Stored data:

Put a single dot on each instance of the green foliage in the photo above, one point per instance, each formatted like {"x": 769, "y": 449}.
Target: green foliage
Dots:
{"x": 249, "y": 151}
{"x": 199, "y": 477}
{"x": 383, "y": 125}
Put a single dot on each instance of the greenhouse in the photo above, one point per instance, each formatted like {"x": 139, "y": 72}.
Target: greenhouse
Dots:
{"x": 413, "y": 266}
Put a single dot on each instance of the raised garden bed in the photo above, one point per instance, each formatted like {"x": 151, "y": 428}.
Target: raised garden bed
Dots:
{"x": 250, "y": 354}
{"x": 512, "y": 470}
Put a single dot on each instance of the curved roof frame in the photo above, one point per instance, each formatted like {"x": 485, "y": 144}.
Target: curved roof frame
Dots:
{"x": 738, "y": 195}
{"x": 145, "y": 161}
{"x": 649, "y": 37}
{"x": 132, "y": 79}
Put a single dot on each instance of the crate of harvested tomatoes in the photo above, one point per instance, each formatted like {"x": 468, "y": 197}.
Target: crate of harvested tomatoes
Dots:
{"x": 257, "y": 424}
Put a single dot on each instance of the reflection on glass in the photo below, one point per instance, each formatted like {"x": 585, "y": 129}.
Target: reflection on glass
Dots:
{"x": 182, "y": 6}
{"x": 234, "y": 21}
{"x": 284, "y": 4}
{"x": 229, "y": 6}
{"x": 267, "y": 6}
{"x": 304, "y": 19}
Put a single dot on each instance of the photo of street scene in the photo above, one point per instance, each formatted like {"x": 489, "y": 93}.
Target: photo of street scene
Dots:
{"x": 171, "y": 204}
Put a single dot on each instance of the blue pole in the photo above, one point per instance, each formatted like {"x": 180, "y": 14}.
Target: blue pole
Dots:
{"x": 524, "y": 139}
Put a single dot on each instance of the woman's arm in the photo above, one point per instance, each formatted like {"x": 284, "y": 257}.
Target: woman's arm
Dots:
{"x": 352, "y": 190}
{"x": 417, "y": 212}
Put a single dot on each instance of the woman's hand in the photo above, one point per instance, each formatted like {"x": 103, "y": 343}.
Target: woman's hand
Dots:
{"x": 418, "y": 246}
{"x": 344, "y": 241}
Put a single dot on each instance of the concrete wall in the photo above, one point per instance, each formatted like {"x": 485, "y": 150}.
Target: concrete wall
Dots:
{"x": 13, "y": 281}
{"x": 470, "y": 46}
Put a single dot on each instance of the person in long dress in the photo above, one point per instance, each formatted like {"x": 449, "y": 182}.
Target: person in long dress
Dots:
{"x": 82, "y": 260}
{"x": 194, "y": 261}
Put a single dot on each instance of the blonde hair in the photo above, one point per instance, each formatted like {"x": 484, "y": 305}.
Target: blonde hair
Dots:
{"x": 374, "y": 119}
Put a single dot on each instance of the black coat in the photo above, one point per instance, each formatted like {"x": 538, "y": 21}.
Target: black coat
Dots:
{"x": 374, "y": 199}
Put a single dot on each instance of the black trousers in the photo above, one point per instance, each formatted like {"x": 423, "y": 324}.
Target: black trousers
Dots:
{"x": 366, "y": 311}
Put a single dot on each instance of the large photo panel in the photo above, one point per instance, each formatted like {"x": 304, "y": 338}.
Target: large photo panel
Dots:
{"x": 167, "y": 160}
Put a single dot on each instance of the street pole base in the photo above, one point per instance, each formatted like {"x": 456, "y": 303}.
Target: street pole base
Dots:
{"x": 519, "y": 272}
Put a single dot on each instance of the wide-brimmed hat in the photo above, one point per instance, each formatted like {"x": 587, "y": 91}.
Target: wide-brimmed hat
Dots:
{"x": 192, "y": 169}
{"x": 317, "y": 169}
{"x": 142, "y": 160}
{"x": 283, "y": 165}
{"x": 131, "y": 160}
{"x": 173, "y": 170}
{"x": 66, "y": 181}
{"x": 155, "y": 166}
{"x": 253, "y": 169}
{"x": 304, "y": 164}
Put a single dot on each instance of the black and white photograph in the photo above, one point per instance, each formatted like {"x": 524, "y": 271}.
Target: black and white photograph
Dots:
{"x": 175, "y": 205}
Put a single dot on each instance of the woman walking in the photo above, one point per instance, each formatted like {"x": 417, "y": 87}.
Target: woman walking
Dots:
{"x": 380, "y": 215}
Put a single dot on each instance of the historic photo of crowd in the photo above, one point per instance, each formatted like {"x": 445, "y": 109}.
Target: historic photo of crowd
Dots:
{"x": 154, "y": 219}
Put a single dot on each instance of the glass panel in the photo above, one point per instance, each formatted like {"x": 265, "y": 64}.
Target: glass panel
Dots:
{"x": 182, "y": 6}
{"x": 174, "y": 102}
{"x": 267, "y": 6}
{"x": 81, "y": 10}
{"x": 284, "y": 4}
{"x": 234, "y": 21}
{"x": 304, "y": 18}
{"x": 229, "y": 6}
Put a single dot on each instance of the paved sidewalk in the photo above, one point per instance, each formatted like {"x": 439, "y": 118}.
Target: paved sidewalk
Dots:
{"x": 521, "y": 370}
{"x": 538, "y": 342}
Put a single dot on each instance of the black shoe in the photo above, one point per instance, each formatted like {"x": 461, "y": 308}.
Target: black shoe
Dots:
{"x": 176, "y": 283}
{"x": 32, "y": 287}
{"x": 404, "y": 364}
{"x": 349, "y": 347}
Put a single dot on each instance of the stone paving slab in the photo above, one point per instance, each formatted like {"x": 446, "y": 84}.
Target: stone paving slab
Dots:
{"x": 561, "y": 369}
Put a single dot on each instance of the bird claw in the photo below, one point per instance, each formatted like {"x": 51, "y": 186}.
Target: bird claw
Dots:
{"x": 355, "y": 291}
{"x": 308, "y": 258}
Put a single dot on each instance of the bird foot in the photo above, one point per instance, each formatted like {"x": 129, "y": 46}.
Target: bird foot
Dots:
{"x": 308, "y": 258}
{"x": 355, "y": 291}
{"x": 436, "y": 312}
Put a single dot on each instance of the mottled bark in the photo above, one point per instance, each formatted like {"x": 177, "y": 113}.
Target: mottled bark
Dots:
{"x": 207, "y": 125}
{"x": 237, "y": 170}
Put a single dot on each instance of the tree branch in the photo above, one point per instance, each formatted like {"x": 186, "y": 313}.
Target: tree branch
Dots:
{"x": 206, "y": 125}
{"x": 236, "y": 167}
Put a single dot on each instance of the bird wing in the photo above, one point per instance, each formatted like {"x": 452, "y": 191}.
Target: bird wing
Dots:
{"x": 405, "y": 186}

How to complete this task:
If the word "pole" is on a line above, return that line.

Answer section:
Put a single dot on each instance of the blue pole in the photo above, one point per instance, each formatted like {"x": 180, "y": 14}.
Target: blue pole
Put a single dot on each instance of the street pole base in the photo above, one point per instance, each formatted like {"x": 456, "y": 303}.
Target: street pole base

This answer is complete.